From the entries below, pull out every line that contains the string "strawberry", matching case exactly, and copy each one.
______________________________
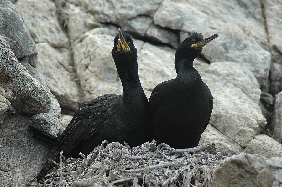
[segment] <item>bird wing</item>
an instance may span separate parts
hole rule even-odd
[[[158,109],[161,104],[164,97],[166,96],[164,92],[166,89],[173,79],[163,82],[159,84],[153,90],[149,99],[150,105],[150,112],[151,116],[154,117],[156,115]],[[164,93],[164,94],[162,94]]]
[[[212,108],[213,107],[213,98],[212,97],[212,94],[210,93],[210,94],[209,95],[208,97],[209,102],[210,103],[210,116],[209,117],[208,119],[206,124],[205,124],[205,126],[203,127],[203,132],[205,130],[205,129],[206,129],[207,126],[209,124],[209,123],[210,122],[210,119],[211,119],[211,116],[212,115]]]
[[[72,119],[60,136],[58,149],[68,154],[80,141],[87,139],[99,131],[114,113],[121,96],[101,95],[84,104],[76,112]]]

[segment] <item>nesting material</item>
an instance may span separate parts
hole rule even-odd
[[[60,169],[45,176],[45,186],[207,187],[213,169],[227,157],[204,151],[205,144],[174,149],[164,144],[157,148],[153,140],[136,147],[113,142],[104,148],[106,142],[87,157],[81,154],[84,159],[66,159],[65,165],[60,156]]]

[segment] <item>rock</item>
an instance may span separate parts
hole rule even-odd
[[[153,23],[149,16],[139,15],[132,19],[119,23],[122,30],[128,32],[134,38],[141,39],[146,36],[146,33]]]
[[[153,16],[162,0],[133,2],[118,0],[110,2],[106,0],[71,0],[70,3],[81,7],[94,16],[94,21],[118,23],[138,15]],[[102,7],[103,8],[101,8]]]
[[[270,67],[269,92],[275,95],[282,91],[282,58],[280,63],[273,63]]]
[[[195,67],[213,97],[210,123],[245,147],[260,132],[260,127],[266,124],[258,104],[259,85],[253,75],[234,62],[214,63],[205,67],[197,67],[195,64]]]
[[[244,149],[248,154],[259,154],[266,158],[282,156],[282,145],[265,134],[255,136]]]
[[[70,53],[66,49],[57,50],[46,43],[36,44],[38,50],[37,69],[42,73],[51,92],[61,108],[75,111],[80,106],[81,98],[75,81]]]
[[[75,65],[86,99],[84,101],[102,94],[120,94],[121,83],[111,53],[114,37],[91,33],[85,36],[73,49]]]
[[[266,87],[270,54],[265,49],[267,48],[267,35],[261,28],[264,28],[264,21],[260,3],[245,2],[242,6],[235,2],[212,1],[192,1],[188,5],[180,1],[164,1],[154,15],[154,23],[190,33],[197,31],[206,37],[218,33],[218,39],[209,43],[209,48],[204,48],[202,54],[205,58],[211,62],[231,61],[243,64],[254,73],[260,84]],[[250,8],[253,11],[251,14]],[[175,10],[177,14],[174,13]],[[247,28],[252,32],[245,31]],[[180,41],[187,36],[180,36]]]
[[[279,187],[282,185],[282,157],[273,157],[267,160],[266,168],[258,173],[259,187]]]
[[[32,66],[29,64],[24,62],[21,61],[20,62],[22,65],[29,71],[29,74],[42,84],[49,94],[51,99],[51,104],[50,109],[48,113],[54,117],[57,118],[59,117],[61,113],[61,108],[60,105],[56,99],[56,97],[52,94],[49,89],[45,79],[43,75],[41,73],[39,72],[36,68]]]
[[[209,124],[205,131],[199,142],[199,145],[204,143],[207,144],[210,149],[212,147],[213,143],[217,149],[217,152],[224,152],[224,154],[232,155],[239,154],[243,150],[243,149],[238,144],[218,131],[214,127]],[[210,153],[214,154],[213,150],[208,150]]]
[[[274,99],[272,95],[264,92],[261,92],[260,101],[265,108],[269,112],[273,110]]]
[[[274,136],[282,139],[282,92],[275,96],[275,104],[270,125],[274,130]]]
[[[175,78],[175,50],[145,43],[138,53],[138,69],[142,87],[149,98],[159,84]]]
[[[3,88],[0,89],[4,92],[1,94],[10,101],[18,113],[49,111],[50,101],[48,93],[17,60],[1,37],[0,53],[0,85]]]
[[[266,159],[244,153],[227,158],[215,169],[212,186],[256,187],[258,175],[265,168]]]
[[[0,36],[17,59],[33,66],[37,51],[19,12],[9,1],[0,2]]]
[[[0,137],[0,186],[26,186],[45,164],[50,145],[33,138],[32,132],[27,129],[30,124],[45,124],[46,120],[39,120],[37,116],[11,114],[1,124],[0,133],[5,135]],[[57,123],[53,118],[50,118],[52,124],[49,124]]]
[[[16,3],[36,43],[48,42],[57,48],[69,46],[66,34],[60,25],[55,3],[49,0],[19,0]]]
[[[68,12],[68,33],[71,42],[89,30],[101,26],[93,21],[93,15],[81,7],[69,3]]]
[[[263,0],[262,3],[268,32],[269,48],[282,53],[282,16],[277,13],[282,9],[282,1]]]

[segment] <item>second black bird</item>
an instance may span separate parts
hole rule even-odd
[[[210,89],[193,67],[204,47],[218,37],[193,33],[179,46],[175,64],[177,76],[162,82],[149,99],[154,136],[176,148],[197,146],[209,123],[213,105]]]

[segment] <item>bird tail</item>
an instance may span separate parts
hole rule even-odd
[[[32,125],[29,126],[28,129],[33,131],[33,137],[35,138],[49,143],[55,146],[57,144],[58,139],[56,136],[51,134],[41,129]]]

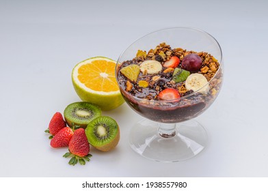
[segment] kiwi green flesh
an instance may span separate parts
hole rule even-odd
[[[83,126],[84,128],[94,118],[101,115],[98,106],[85,102],[75,102],[68,105],[64,110],[64,118],[68,125]]]
[[[101,147],[111,143],[118,133],[118,125],[108,116],[94,119],[85,129],[88,142],[94,147]]]

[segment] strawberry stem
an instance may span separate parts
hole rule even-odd
[[[88,154],[85,156],[81,157],[81,156],[78,156],[74,155],[74,154],[72,154],[70,152],[66,153],[63,156],[63,157],[64,157],[64,158],[71,157],[70,160],[69,160],[68,164],[70,165],[72,165],[72,166],[75,166],[75,164],[77,164],[78,162],[79,162],[79,164],[81,165],[85,165],[85,160],[90,161],[90,158],[91,158],[92,156],[92,155],[89,153],[89,154]]]

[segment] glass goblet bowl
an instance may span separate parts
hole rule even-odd
[[[207,84],[179,98],[158,100],[134,96],[126,90],[120,66],[136,57],[138,50],[148,53],[163,42],[172,48],[207,53],[212,55],[210,59],[213,58],[219,66]],[[155,161],[177,162],[191,158],[204,150],[208,140],[206,131],[192,119],[202,114],[214,102],[222,87],[224,72],[222,49],[212,35],[188,27],[164,29],[150,33],[125,49],[116,68],[117,82],[124,99],[132,109],[145,117],[133,124],[130,131],[129,144],[135,152]],[[204,89],[209,89],[207,93],[201,93]]]

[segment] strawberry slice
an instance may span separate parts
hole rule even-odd
[[[178,91],[173,88],[167,88],[161,91],[158,95],[158,98],[161,100],[172,100],[180,98]]]
[[[172,57],[169,60],[165,61],[163,66],[166,68],[175,68],[178,67],[180,63],[180,59],[176,56]]]

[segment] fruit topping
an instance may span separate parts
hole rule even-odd
[[[166,67],[166,68],[175,68],[178,67],[178,64],[180,63],[180,59],[176,57],[172,57],[170,59],[165,61],[164,64],[163,66]]]
[[[88,142],[102,151],[113,149],[120,139],[119,126],[110,117],[101,116],[93,119],[85,129]]]
[[[148,74],[157,74],[162,70],[162,65],[155,60],[146,60],[141,63],[139,68],[142,72],[144,73],[146,70]]]
[[[161,100],[172,100],[180,98],[180,96],[178,91],[173,88],[165,89],[158,95],[158,98]]]
[[[172,80],[175,83],[180,83],[186,80],[187,77],[190,75],[190,72],[185,70],[181,68],[176,68],[173,72]]]
[[[141,87],[147,87],[149,85],[149,83],[146,80],[140,80],[139,81],[138,85]]]
[[[181,68],[190,72],[197,72],[202,67],[202,59],[196,54],[189,54],[185,56],[181,61]]]
[[[191,74],[185,81],[185,88],[187,90],[198,91],[198,92],[206,94],[209,91],[208,80],[201,74]]]
[[[139,74],[139,67],[135,64],[131,64],[124,67],[120,70],[121,73],[132,82],[136,82]]]
[[[100,115],[98,106],[85,102],[70,104],[64,110],[64,118],[70,127],[75,125],[85,128],[93,119]]]
[[[62,128],[51,141],[51,146],[53,148],[64,147],[69,145],[74,132],[70,128]]]
[[[126,90],[127,91],[131,91],[133,85],[130,81],[126,81]]]

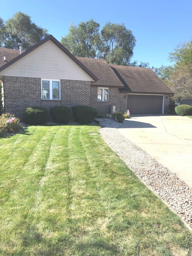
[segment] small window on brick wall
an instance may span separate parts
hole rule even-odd
[[[98,101],[108,101],[109,91],[108,88],[98,87],[97,96]]]
[[[61,99],[61,81],[58,79],[41,79],[41,99]]]

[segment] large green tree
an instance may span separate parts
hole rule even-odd
[[[31,17],[18,12],[4,24],[0,20],[0,44],[7,48],[18,49],[19,44],[27,49],[47,37],[47,31],[32,22]]]
[[[99,32],[100,25],[91,19],[76,26],[71,24],[61,43],[76,56],[106,59],[108,63],[127,65],[135,45],[132,32],[124,24],[108,22]]]
[[[174,92],[174,100],[192,98],[192,40],[177,45],[169,59],[172,66],[162,65],[153,69]]]
[[[80,23],[78,26],[71,23],[69,34],[62,37],[61,42],[75,56],[95,58],[100,41],[99,27],[92,19]]]
[[[124,23],[107,22],[101,31],[101,39],[99,58],[110,64],[129,64],[136,40],[132,32],[126,28]]]
[[[175,99],[192,98],[192,40],[180,44],[169,55],[175,63],[169,84],[175,92]]]

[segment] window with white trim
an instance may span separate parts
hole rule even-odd
[[[60,80],[41,79],[41,99],[60,100]]]
[[[108,88],[98,87],[97,96],[98,101],[108,101],[109,91]]]

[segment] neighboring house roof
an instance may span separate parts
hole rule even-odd
[[[124,88],[106,60],[83,57],[76,58],[98,78],[97,81],[92,83],[92,86]]]
[[[170,94],[174,93],[151,68],[110,65],[127,93]]]
[[[0,67],[0,72],[3,70],[4,69],[8,68],[9,66],[12,65],[16,62],[23,58],[25,56],[26,56],[27,54],[28,54],[30,53],[31,53],[33,51],[34,51],[35,49],[36,49],[38,47],[39,47],[41,45],[42,45],[44,44],[46,42],[47,42],[50,40],[51,40],[56,45],[57,45],[59,48],[60,48],[70,58],[73,60],[74,61],[76,64],[77,64],[82,69],[86,72],[91,77],[94,79],[95,81],[96,81],[98,80],[97,77],[93,74],[92,73],[90,70],[85,67],[83,64],[80,62],[70,52],[68,51],[67,49],[64,47],[52,35],[50,35],[47,37],[45,39],[41,40],[39,43],[37,44],[36,44],[29,48],[28,50],[24,52],[23,52],[21,54],[20,54],[16,58],[13,59],[9,62],[7,63],[6,64]],[[2,48],[1,48],[2,49]],[[1,55],[2,54],[1,54]]]
[[[20,54],[19,50],[0,48],[0,67],[9,62]],[[4,56],[5,57],[5,60],[4,60]]]

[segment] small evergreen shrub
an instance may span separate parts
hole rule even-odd
[[[98,115],[96,109],[86,106],[76,106],[71,108],[75,121],[79,124],[89,124]]]
[[[67,124],[71,116],[70,107],[61,106],[54,107],[50,109],[50,113],[54,122],[58,124]]]
[[[46,122],[48,117],[48,110],[45,107],[27,107],[23,112],[23,122],[27,125],[43,124]]]
[[[192,115],[192,106],[183,105],[177,106],[175,108],[176,114],[178,116],[191,116]]]
[[[125,119],[123,114],[118,110],[115,111],[114,113],[113,113],[112,115],[112,117],[113,119],[115,119],[116,118],[118,120],[124,120]]]
[[[106,115],[103,113],[100,113],[98,114],[98,118],[106,118]]]
[[[6,123],[9,117],[15,117],[14,115],[10,113],[2,114],[0,116],[0,137],[5,135],[8,133],[16,133],[19,131],[21,127],[20,120],[16,118],[11,123]]]

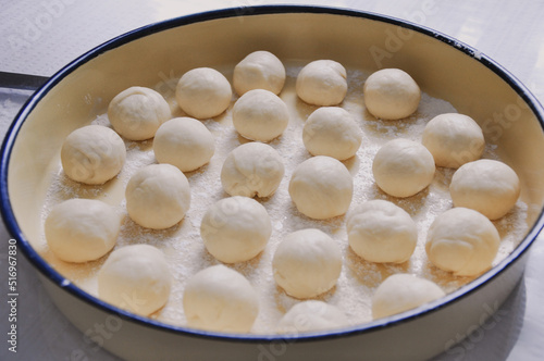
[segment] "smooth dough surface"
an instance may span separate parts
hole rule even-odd
[[[339,246],[325,233],[308,228],[288,234],[272,259],[274,279],[287,295],[311,298],[334,287],[342,271]]]
[[[218,264],[189,278],[183,309],[189,327],[247,333],[259,313],[259,298],[246,277]]]
[[[313,105],[337,105],[347,94],[346,69],[334,60],[316,60],[308,63],[296,82],[300,99]]]
[[[399,69],[382,69],[372,73],[364,82],[362,92],[367,110],[382,120],[410,116],[421,100],[416,80]]]
[[[386,318],[434,301],[446,294],[434,282],[411,274],[394,274],[372,296],[372,316]]]
[[[325,155],[300,163],[289,182],[290,199],[298,211],[316,220],[346,213],[353,192],[349,171],[338,160]]]
[[[282,157],[269,145],[247,142],[236,147],[221,169],[223,189],[231,196],[270,197],[285,173]]]
[[[421,142],[433,154],[437,166],[453,169],[480,159],[485,148],[478,123],[457,113],[433,117],[423,129]]]
[[[397,138],[380,148],[372,163],[375,183],[394,197],[410,197],[426,188],[436,167],[433,155],[421,144]]]
[[[121,217],[94,199],[69,199],[53,207],[45,223],[47,244],[66,262],[99,259],[115,246]]]
[[[138,170],[126,185],[125,197],[131,219],[153,229],[175,225],[190,206],[187,177],[170,164],[151,164]]]
[[[449,192],[455,207],[466,207],[497,220],[510,211],[520,194],[519,177],[507,164],[481,159],[460,166]]]
[[[170,107],[157,91],[131,87],[121,91],[108,107],[108,119],[113,129],[128,140],[154,137],[159,126],[172,117]]]
[[[362,130],[346,110],[321,107],[306,120],[302,141],[312,155],[329,155],[343,161],[359,150]]]
[[[335,329],[347,325],[349,320],[337,307],[323,301],[308,300],[293,306],[277,323],[276,332],[299,334]]]
[[[279,95],[284,84],[285,66],[270,51],[254,51],[234,66],[233,86],[239,96],[252,89],[270,90]]]
[[[234,128],[246,139],[270,141],[281,136],[288,123],[287,105],[269,90],[249,90],[233,107]]]
[[[61,148],[61,163],[69,178],[90,185],[103,184],[121,172],[125,144],[112,129],[87,125],[72,132]]]
[[[474,276],[491,267],[500,237],[483,214],[454,208],[440,214],[429,228],[425,251],[438,269]]]
[[[98,272],[100,299],[140,315],[149,315],[166,304],[171,285],[164,254],[149,245],[114,250]]]
[[[215,151],[210,130],[193,117],[175,117],[162,124],[153,139],[153,152],[159,163],[175,165],[190,172],[207,164]]]
[[[349,212],[347,235],[351,249],[370,262],[406,262],[418,242],[418,228],[411,216],[381,199],[367,201]]]
[[[206,249],[225,263],[252,259],[264,249],[271,233],[267,209],[255,199],[242,196],[215,202],[200,224]]]
[[[197,67],[177,82],[175,98],[189,116],[209,119],[223,113],[231,104],[233,91],[226,77],[211,67]]]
______________________________
=== The result ===
[segment] strawberry stem
[segment] strawberry slice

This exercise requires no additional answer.